*原文摘录:*
******
Storm示例剖析-fastWordCount

时间:2022-05-21 18:29:57

本文介绍介绍使用storm开发项目代码,介绍spout和bolt的相关接口等。storm的业务开发主要包括spout的开发,bolt的开发以及topology的创建等。

代码框架
Storm示例剖析-fastWordCount

spout
下述spout主要实现,随机的从给定的语句中发送一个sentence。

//FastRandomSentenceSpout.java
package spout.fastWordCount;

import org.apache.storm.spout.SpoutOutputCollector;
import org.apache.storm.task.TopologyContext;
import org.apache.storm.topology.OutputFieldsDeclarer;
import org.apache.storm.topology.base.BaseRichSpout;
import org.apache.storm.tuple.Fields;
import org.apache.storm.tuple.Values;

import java.util.Map;
import java.util.Random;
import java.util.concurrent.ThreadLocalRandom;

public class FastRandomSentenceSpout extends BaseRichSpout {
SpoutOutputCollector _collector;
Random _rand;

private static final String[] CHOICES = {
"marry had a little lamb whos fleese was white as snow",
"and every where that marry went the lamb was sure to go",
"one two three four five six seven eight nine ten",
"this is a test of the emergency broadcast system this is only a test",
"peter piper picked a peck of pickeled peppers"
******
*所给资料:*
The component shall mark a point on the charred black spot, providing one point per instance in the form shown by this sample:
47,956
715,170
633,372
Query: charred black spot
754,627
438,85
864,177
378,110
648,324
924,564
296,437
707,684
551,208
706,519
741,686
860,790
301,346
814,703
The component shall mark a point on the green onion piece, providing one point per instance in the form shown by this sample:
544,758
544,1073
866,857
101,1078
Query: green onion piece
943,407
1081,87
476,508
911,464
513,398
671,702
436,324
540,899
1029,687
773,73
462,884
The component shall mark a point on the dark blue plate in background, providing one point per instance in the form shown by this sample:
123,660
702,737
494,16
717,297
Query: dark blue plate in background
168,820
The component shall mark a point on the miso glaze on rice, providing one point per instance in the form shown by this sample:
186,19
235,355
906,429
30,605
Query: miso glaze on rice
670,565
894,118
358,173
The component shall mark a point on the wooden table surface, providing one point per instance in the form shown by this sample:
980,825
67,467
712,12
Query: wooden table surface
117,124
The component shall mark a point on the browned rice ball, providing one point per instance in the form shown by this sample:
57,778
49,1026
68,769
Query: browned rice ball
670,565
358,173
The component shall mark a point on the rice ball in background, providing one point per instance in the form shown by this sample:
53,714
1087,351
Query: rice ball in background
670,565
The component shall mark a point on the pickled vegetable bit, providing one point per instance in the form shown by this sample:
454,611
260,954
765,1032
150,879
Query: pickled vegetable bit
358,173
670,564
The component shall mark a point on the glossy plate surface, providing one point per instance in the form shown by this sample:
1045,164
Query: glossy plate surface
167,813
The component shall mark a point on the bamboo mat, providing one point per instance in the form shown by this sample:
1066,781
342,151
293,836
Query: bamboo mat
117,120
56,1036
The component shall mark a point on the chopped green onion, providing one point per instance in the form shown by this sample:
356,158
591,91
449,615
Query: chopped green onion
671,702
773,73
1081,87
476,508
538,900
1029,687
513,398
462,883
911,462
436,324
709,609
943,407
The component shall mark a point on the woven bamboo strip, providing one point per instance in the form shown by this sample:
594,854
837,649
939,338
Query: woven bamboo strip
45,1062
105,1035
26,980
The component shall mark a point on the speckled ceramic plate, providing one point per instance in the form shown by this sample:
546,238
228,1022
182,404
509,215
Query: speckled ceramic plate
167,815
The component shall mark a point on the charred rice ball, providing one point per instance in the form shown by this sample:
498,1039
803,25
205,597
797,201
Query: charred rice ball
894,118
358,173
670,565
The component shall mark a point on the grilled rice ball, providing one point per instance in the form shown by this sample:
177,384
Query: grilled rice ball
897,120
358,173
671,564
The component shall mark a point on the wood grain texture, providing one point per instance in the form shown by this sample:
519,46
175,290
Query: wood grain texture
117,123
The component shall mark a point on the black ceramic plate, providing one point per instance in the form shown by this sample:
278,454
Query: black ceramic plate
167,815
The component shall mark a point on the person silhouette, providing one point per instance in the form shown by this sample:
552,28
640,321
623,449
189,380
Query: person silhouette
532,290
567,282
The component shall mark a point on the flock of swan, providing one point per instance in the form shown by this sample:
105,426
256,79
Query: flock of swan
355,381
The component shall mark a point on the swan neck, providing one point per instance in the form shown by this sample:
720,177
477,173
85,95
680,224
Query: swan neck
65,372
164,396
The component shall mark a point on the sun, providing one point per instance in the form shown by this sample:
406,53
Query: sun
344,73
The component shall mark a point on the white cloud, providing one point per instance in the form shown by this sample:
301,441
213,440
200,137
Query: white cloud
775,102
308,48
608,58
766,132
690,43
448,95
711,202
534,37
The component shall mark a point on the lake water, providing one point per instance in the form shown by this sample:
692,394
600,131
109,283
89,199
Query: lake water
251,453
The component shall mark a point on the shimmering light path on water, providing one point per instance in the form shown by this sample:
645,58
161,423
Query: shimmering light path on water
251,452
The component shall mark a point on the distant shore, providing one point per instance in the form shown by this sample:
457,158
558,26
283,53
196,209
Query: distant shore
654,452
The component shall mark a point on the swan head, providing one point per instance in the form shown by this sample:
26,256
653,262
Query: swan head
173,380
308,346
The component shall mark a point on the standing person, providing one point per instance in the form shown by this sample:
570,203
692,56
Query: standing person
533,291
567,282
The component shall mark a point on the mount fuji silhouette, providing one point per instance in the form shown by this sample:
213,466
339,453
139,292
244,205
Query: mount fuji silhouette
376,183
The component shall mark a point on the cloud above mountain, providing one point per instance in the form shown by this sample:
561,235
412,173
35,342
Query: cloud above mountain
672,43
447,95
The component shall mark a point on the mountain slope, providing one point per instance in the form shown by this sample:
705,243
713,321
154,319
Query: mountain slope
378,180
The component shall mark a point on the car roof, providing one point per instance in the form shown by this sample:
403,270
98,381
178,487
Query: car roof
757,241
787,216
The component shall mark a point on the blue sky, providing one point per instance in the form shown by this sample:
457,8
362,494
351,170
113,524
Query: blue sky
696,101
******
*任务:*
a: 根据原文摘录回答下列问题，每题一行，答案按相同序号标注。
(i) storm的业务开发主要包括哪几部分？
(ii) 文中的spout主要实现什么功能？
(iii) FastRandomSentenceSpout类继承自哪个类？
b: 请原样返回原文摘录中从“时间:2022-05-21 18:29:57”开始、一直到“下述spout主要实现,随机的从给定的语句中发送一个sentence。”为止的部分。

*作答:*
a:
(i) spout的开发、bolt的开发以及topology的创建。
(ii) 随机地从给定的语句中发送一个sentence。
(iii) BaseRichSpout。

b:
时间:2022-05-21 18:29:57

本文介绍介绍使用storm开发项目代码,介绍spout和bolt的相关接口等。storm的业务开发主要包括spout的开发,bolt的开发以及topology的创建等。

代码框架
Storm示例剖析-fastWordCount

spout
下述spout主要实现,随机的从给定的语句中发送一个sentence。